- Page
** begin **
Posted by on Thursday, October 5, 2023 in Blog, Graduate Student, RPW Fellows.

Seulbin Lee, 2023-24 RPW Center Themed Graduate Fellow. This year’s group is exploring the theme of “The Place of Memory.”

The Martyrs of Gwanju

During the 2023 national commemoration ceremony of the May 18th People’s Uprising in 1980, held in the city of Gwangju, a small group of activists who had traveled from Seoul raised their pickets, demanding the president legislate a special law to investigate the truth of the 2022 Seoul Halloween crowd crush. But because the ceremony on May 18th National Cemetery was dedicated to the martyrs of Gwangju, they carried out their protest in total silence. Their silence overwhelmed the presidential ceremony, as if the living had encountered the presence of the ghosts of the Halloween crush and the martyrs of the pro-democracy uprising of 1980.

The silent demand caused a stir. 
Cameras were quickly turned away 
from the pickets of the activists, 
zooming in on the president 
delivering his speech, while 
security guards were busy forcing 
the activists to put down their 
pickets. In this city, you cannot 
stop the activists from demanding 
truth.
** end **
- Collected material
** begin **
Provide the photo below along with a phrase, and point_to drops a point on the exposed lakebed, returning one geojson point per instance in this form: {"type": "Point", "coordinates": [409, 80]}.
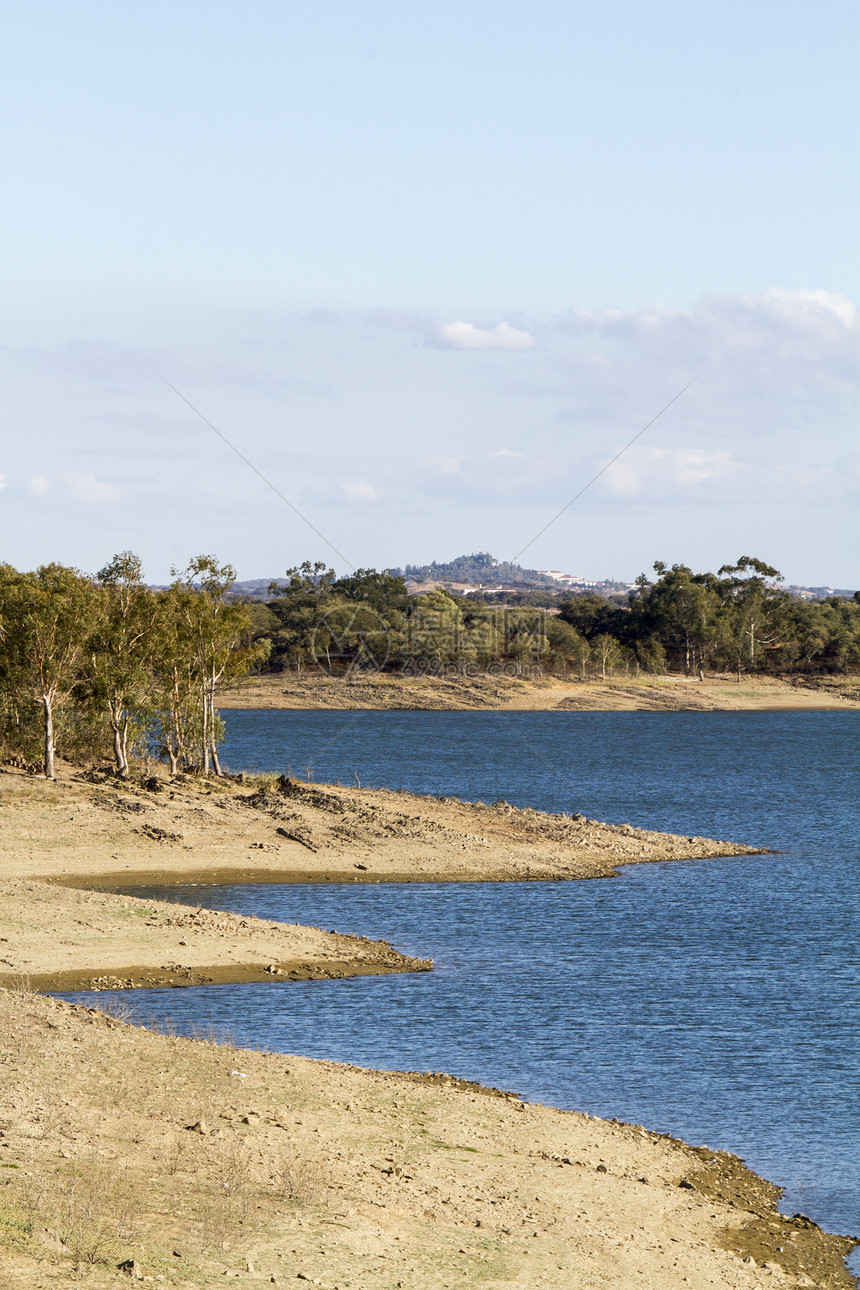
** end **
Please continue the piece on the silent protest at the Gwangju commemoration ceremony, picking up right after its final sentence.

The tension between the guards and the activists rose in silence, out of respect for the dead, who were murdered for their pro-democracy movement by the authoritarian South Korean regime during the May 18 People’s Uprising. The bereaved families of the 2022 crush from Seoul did not want to disrupt the ceremony. And the guards also had to move in silence to not disrupt the presidential remarks.

As I pulled out my camera to record what was happening, a citizen of Gwangju broke the silence and shouted to the guards “leave them alone.” The voice was solemn and firm. It was more of a scold rather than a polite request.

Being conscious of the citizens, the guards grew hesitant to push the pickets down; the activists raised their pickets again. While the national broadcasting station refused to capture the scene on their livestream, those who had gathered that day were able to witness the silent standoff. As the security guards started to push down the pickets once again, the citizens of Gwangju now began to speak up “Leave It Alone.” The collective solemn demand was strong enough to stop the guards. But how? How could words alone carry the force necessary to halt the power of political enforcement?

There was a strong unspoken sentiment implied in the adamant demand—How dare you discourage activists demanding truth here? The pro-democracy activists of the May 18th Uprising had been criminalized by the South Korean government’s systematic enforcement of its own narrative for decades. As a result, the bereaved family members of the 1980 martyrs along with grassroots activists are still working on uncovering the truth for 41 years after the massacre.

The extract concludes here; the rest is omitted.